# [Description of the task]
What lines of the data hold the string "motorcycle"? Pull each one out.

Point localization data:
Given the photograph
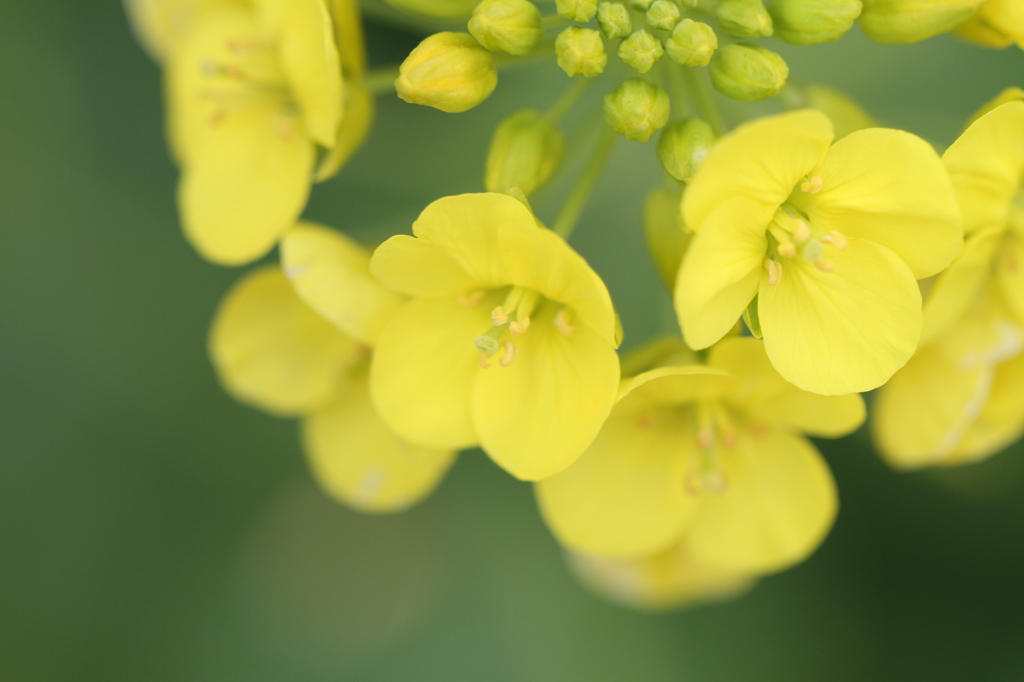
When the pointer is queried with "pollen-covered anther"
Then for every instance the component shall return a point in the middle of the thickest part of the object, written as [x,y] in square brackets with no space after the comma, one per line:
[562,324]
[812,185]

==

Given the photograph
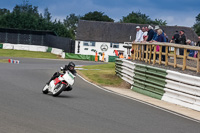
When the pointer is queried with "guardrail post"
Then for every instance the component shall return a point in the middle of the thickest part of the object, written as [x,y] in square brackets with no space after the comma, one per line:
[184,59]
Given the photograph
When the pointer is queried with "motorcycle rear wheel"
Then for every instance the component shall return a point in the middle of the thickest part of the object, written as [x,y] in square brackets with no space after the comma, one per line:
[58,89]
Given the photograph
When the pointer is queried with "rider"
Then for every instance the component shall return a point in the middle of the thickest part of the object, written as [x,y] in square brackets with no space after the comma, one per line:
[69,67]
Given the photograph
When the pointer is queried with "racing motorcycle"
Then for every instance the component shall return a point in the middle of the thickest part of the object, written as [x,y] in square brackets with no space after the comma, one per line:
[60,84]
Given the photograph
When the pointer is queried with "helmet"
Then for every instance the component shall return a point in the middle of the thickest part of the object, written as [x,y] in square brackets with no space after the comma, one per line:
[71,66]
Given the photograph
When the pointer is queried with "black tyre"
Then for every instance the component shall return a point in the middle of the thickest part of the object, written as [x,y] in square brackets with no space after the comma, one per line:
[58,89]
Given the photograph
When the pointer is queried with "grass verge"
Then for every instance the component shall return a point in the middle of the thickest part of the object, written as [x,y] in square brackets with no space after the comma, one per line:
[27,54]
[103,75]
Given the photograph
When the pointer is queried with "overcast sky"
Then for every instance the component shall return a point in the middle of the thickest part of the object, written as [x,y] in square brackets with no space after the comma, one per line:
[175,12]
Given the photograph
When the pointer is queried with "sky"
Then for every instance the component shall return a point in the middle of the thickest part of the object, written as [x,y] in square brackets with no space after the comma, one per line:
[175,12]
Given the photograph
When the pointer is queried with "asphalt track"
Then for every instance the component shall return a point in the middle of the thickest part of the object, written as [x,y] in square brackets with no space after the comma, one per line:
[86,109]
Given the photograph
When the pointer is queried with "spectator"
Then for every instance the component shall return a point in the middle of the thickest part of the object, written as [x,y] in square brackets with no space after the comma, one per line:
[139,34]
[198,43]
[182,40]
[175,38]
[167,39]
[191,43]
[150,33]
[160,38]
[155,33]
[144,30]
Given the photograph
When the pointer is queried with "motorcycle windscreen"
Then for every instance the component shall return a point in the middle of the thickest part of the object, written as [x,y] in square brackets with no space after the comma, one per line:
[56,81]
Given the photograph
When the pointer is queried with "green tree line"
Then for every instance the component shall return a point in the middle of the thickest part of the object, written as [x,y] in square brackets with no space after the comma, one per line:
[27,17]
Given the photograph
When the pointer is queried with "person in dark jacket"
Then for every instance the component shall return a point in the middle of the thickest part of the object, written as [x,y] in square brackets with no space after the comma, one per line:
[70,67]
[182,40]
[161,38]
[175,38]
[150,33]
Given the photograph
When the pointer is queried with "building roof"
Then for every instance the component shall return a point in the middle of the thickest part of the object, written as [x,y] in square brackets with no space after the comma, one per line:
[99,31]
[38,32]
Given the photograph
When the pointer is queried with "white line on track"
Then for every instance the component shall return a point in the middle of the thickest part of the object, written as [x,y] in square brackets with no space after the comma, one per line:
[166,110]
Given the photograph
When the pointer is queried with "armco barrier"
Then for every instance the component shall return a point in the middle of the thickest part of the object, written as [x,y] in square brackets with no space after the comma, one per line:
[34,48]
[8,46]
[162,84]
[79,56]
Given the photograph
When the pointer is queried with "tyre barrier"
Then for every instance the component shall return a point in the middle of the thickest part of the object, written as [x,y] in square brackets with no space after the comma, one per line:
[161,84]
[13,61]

--

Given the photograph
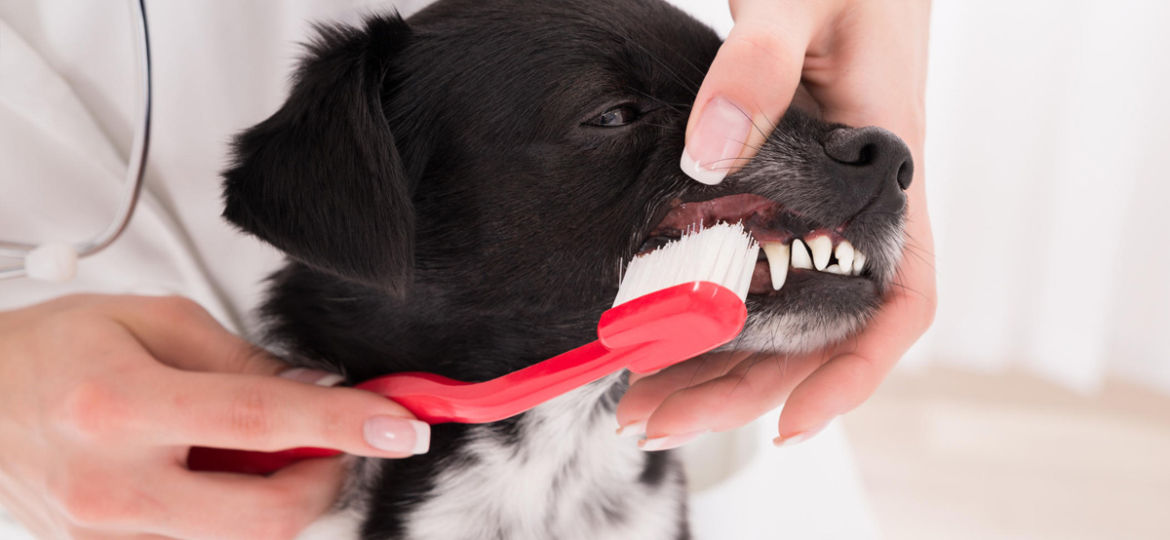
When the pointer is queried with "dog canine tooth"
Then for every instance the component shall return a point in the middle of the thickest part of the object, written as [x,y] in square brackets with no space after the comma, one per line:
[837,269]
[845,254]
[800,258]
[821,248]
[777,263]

# [Result]
When the pointer is queried with "motorcycle rear wheel"
When the pointer is queried with "racing motorcycle"
When the pointer is queried with "motorcycle windscreen"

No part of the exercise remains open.